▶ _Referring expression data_
:::::

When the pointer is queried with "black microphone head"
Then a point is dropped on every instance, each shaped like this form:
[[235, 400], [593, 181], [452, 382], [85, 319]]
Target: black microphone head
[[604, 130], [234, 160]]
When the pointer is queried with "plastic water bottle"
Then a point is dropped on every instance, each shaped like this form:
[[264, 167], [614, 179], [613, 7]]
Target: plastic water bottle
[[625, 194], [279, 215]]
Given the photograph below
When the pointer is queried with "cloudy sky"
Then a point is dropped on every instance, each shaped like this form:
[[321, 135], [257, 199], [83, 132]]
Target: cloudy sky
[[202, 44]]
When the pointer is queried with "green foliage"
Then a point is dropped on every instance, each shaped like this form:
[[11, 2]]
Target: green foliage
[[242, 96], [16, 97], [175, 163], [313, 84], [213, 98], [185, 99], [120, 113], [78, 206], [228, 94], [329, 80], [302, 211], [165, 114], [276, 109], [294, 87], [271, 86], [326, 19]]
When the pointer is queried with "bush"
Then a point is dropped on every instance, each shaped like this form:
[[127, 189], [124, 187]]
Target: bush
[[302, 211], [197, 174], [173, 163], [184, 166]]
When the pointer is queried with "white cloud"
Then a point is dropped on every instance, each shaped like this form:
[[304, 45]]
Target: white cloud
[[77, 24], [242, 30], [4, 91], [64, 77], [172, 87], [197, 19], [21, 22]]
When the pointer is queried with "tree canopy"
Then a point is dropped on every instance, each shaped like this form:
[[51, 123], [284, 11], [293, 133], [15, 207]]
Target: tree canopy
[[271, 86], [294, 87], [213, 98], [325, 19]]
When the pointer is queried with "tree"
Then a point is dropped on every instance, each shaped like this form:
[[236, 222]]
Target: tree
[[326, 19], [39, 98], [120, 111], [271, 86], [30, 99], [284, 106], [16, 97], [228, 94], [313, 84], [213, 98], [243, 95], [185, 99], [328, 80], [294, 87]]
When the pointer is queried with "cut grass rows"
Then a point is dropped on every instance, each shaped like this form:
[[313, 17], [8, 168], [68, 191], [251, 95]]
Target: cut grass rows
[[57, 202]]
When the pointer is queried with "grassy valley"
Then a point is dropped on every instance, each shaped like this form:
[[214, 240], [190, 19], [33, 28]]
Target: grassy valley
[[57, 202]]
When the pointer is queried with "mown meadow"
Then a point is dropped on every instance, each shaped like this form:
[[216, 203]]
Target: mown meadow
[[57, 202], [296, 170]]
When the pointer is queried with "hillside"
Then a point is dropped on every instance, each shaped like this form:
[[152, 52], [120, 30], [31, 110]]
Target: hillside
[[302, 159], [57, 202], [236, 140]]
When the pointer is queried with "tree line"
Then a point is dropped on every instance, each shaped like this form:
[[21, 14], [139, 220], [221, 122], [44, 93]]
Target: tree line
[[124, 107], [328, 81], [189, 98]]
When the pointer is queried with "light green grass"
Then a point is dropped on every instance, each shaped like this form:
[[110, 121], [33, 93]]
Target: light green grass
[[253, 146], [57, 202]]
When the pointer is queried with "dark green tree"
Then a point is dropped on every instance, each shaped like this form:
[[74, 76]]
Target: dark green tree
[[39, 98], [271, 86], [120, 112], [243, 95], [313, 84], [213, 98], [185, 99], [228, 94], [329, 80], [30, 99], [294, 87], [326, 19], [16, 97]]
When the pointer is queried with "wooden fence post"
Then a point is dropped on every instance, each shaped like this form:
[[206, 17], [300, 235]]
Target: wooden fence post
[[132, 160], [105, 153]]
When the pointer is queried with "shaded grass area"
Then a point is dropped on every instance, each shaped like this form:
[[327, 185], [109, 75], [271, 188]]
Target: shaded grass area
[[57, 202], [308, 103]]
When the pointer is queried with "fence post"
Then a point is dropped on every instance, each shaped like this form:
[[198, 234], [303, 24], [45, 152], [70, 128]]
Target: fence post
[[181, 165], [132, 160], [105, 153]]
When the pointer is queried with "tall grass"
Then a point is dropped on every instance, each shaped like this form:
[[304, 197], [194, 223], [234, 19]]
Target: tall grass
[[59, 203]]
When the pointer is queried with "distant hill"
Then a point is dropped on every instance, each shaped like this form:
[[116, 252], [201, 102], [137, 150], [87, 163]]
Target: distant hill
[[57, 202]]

:::::

▶ _The task_
Only the lines from the one containing "Target: dark green tree" through the end of the records above belong in the output, each exactly as it stands, both ends included.

▶ _Solution_
Target: dark green tree
[[39, 98], [271, 86], [120, 112], [243, 95], [313, 84], [213, 98], [185, 99], [228, 94], [329, 80], [30, 99], [294, 87], [326, 19], [16, 97]]
When the pointer is queried with "wooden fence post"
Then a point is dropped on every instance, each shaped like this form:
[[206, 17], [300, 235]]
Target: wooden fence post
[[132, 160], [105, 153]]
When the pointer is queried with "shaded grass area"
Then a point is dropped on every instance, each shaped like this form:
[[327, 185], [109, 75], [271, 188]]
Target: shaded grass area
[[57, 202], [308, 103]]
When the pointer is queried with "fence post"
Then a point is dropped on every instance, each shaped like this form:
[[198, 234], [303, 24], [45, 152], [70, 128]]
Target: fence post
[[181, 165], [132, 160], [105, 153]]
When the pointer is queried with "tall grass"
Then a point is dropped on every instance, each shaped like this form:
[[304, 197], [194, 223], [234, 19]]
Target: tall grass
[[59, 203]]
When the pointer is queried with "distant hill"
Then a point is dropped on every instance, each shaped like this form:
[[116, 252], [201, 102], [137, 150], [87, 163]]
Target: distant hill
[[57, 202]]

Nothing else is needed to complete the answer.